** CHALLENGE A **
Answer these questions about the post on non-coding committers, one line each:
(i) Which file format was documentation put into the codebase as?
(ii) Which project does the writer say has a lot of activity around the website, marketing, blogs and social media?
(iii) What did the writer go on to become the first ever of?
** CHALLENGE B **
In the post on non-coding committers, write out everything from "So here in Apache" down to "the 'non coding' parts.", substituting "this community" for "Apache Cassandra".

** DOCUMENT TEXT **
I must admit that I went through quite a few emotions when I received 
the committership email.. first surprise, excitement but also a little 
apprehension, because being a committer carries some responsibility. I 
really didn't want to mess up a project that I cared so much about. What 
really made the difference for me was that the email highlighted that 
the PMC trusted me. They trusted me with the codebase - or more 
importantly they trusted that I would use my judgement about whether or 
not to do any code changes. And initially it wasn't an issue - I didnt 
need to update the codebase so I even though I was a committer, I didn't 
commit anything. Why should I? I continued making sure that the blogs, 
documentation and social media promotion all kept happening - which 
really helped the project.


A little later on we started incorporating documentation into the 
codebase as asciidoc files so that was when being able to commit changes 
to the repo became a bit more important. So yes I do commit changes 
every now and then - but only in the scope of the work I am doing. I 
went on to become their first ever non coding PMC member too :-). And I 
can say that being a non coder brings another perspective.


So here in Apache Cassandra I see there is a whole lot of activity 
happening around the website, marketing, project promotion, blogs, 
social media - these activities are all contributions to the project. If 
there are contributions happening in the project that need a committer 
to action, then it could make sense to consider having committers that 
are focussed around the 'non coding' parts.


I would say that any contribution that helps a project in a positive way 
is valid contribution so recognising the people that do that work by 
making them Committers helps not only with motivation but also shows 
that you value those skills as well as coding.


We want both coding and non coding contributions to earn the same merit 
so I see it is more about trusting people to do the right thing for the 
project.


This is written from my own experience so I'm happy to get any feedback, 
comments and other viewpoints!


Thanks

Sharan

** SUPPLIED INFORMATION **
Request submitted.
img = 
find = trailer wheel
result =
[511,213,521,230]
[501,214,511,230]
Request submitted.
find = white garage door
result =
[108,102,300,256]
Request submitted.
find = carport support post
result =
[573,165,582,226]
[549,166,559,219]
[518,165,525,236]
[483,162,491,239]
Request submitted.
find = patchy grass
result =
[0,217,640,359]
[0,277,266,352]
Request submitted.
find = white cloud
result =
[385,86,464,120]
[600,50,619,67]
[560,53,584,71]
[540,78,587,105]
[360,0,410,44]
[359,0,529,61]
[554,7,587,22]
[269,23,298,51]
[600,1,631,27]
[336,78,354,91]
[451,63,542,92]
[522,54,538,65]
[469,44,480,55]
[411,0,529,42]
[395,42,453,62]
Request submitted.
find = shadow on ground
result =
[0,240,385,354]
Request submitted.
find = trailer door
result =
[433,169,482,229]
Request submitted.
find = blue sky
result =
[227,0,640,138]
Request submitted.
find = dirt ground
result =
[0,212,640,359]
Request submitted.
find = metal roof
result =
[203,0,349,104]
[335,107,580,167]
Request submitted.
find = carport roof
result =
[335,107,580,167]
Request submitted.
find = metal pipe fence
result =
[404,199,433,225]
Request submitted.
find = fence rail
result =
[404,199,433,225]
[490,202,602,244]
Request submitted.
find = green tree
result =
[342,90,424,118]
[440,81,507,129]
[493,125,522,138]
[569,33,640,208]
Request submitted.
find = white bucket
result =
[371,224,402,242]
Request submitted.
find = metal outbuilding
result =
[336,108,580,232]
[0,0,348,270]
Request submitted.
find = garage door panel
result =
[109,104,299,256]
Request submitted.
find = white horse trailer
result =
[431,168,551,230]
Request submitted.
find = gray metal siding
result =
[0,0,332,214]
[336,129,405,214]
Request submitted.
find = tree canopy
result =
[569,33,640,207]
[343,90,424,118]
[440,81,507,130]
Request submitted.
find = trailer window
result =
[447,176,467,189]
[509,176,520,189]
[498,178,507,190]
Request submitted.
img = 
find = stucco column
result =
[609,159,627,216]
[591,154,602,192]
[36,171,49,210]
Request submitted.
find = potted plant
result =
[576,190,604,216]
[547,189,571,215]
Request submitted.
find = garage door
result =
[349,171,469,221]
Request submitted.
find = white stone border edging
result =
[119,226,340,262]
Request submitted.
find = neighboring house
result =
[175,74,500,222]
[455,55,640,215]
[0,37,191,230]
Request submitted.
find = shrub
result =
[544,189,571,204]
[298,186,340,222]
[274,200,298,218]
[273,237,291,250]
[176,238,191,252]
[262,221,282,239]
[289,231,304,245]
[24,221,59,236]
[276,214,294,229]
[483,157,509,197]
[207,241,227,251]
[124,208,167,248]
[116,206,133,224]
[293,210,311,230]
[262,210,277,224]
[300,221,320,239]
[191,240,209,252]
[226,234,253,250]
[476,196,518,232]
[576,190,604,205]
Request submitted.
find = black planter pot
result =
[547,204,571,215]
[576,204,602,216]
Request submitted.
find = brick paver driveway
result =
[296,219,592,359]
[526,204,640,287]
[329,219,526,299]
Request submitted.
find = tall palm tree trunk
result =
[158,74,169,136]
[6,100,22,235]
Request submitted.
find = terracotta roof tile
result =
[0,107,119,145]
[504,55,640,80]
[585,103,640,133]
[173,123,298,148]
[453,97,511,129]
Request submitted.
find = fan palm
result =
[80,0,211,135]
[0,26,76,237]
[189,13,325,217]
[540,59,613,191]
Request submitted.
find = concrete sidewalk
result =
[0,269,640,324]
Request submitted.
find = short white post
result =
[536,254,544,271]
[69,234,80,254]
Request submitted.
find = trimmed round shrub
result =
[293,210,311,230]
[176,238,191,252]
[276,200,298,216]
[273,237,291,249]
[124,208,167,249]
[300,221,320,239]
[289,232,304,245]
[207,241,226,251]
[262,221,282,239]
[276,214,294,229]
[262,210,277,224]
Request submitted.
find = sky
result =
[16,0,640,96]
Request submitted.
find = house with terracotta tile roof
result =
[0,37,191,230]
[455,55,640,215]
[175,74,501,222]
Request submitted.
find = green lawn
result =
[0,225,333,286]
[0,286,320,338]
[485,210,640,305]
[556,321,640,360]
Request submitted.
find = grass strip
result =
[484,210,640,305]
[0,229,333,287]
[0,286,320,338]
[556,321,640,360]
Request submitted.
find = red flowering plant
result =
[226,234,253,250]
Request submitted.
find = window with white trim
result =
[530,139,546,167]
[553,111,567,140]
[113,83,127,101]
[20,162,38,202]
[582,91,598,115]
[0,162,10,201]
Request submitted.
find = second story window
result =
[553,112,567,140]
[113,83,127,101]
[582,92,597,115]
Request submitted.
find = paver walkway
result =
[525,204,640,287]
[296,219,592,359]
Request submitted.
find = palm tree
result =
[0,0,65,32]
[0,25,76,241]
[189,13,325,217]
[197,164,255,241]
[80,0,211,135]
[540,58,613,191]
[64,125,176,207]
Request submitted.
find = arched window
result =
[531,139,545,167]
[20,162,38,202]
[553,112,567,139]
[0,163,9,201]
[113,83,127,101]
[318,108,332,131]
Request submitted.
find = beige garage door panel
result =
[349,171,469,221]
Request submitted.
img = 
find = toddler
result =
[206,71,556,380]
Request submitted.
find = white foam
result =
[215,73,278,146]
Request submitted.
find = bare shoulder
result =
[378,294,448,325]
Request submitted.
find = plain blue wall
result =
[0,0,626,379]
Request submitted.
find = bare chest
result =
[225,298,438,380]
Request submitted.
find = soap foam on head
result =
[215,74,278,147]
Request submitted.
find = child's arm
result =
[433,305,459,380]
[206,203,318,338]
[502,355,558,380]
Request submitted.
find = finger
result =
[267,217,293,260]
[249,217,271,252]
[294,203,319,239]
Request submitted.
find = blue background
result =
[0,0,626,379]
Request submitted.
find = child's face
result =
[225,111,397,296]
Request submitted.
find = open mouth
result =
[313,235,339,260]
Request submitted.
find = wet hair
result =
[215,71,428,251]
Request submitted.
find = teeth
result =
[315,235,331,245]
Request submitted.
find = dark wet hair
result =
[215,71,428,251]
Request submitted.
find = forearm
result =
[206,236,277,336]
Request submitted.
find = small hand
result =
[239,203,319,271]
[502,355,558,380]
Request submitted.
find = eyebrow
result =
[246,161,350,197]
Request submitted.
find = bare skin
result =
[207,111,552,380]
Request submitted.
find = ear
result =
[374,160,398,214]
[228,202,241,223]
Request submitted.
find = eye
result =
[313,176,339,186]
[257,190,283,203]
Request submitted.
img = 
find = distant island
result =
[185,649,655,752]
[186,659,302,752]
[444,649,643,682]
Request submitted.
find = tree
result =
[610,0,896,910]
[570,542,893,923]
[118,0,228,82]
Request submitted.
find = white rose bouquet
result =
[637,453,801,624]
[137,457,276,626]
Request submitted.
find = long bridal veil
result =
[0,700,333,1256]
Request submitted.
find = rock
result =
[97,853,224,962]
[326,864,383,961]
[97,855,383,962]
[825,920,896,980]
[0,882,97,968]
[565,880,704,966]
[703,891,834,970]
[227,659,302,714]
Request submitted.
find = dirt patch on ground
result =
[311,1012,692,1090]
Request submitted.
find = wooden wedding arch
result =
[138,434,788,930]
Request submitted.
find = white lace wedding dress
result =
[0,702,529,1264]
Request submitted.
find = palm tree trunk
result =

** TASK SOLUTION A **
(i) Asciidoc files.
(ii) Apache Cassandra.
(iii) Non coding PMC member.

** TASK SOLUTION B **
So here in this community I see there is a whole lot of activity 
happening around the website, marketing, project promotion, blogs, 
social media - these activities are all contributions to the project. If 
there are contributions happening in the project that need a committer 
to action, then it could make sense to consider having committers that 
are focussed around the 'non coding' parts.